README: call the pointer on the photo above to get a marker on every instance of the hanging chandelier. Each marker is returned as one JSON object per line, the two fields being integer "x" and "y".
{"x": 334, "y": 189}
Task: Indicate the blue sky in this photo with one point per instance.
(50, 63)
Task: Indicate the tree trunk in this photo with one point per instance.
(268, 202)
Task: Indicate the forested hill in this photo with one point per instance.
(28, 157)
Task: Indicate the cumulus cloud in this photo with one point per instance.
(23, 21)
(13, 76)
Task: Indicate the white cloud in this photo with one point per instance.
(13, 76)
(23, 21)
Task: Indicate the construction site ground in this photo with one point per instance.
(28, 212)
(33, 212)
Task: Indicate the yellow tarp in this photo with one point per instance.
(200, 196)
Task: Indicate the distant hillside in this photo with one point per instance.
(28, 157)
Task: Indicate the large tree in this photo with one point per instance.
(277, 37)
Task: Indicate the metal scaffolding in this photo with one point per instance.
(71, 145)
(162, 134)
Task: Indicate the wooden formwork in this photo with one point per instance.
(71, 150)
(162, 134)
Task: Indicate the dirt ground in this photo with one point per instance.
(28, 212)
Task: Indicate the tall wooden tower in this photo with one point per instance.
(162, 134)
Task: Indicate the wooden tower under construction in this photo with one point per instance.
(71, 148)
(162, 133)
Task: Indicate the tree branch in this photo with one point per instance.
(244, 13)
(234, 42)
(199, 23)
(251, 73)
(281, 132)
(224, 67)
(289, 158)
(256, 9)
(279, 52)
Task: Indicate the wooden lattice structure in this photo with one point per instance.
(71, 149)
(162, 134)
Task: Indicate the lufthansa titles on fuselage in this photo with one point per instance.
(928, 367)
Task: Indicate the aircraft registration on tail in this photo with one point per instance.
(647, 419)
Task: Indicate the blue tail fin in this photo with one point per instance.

┄┄┄┄┄┄┄┄┄┄

* [THE EXERCISE] Copy everything from the line containing "Task: Indicate the lufthansa" down to the end of the records, requests included, and multiply each point coordinate in the answers by 2.55, rounding to whole numbers with halves going up. Leave the requests unchanged, and give only these lines.

* [TASK RESULT]
Task: Indicate the lufthansa titles on fuselage in this photo with one point per instance.
(2366, 936)
Task: Indicate the aircraft registration on tail in this photo with one point per instance.
(1650, 1068)
Task: Indicate the blue tail fin in this photo with one point per instance.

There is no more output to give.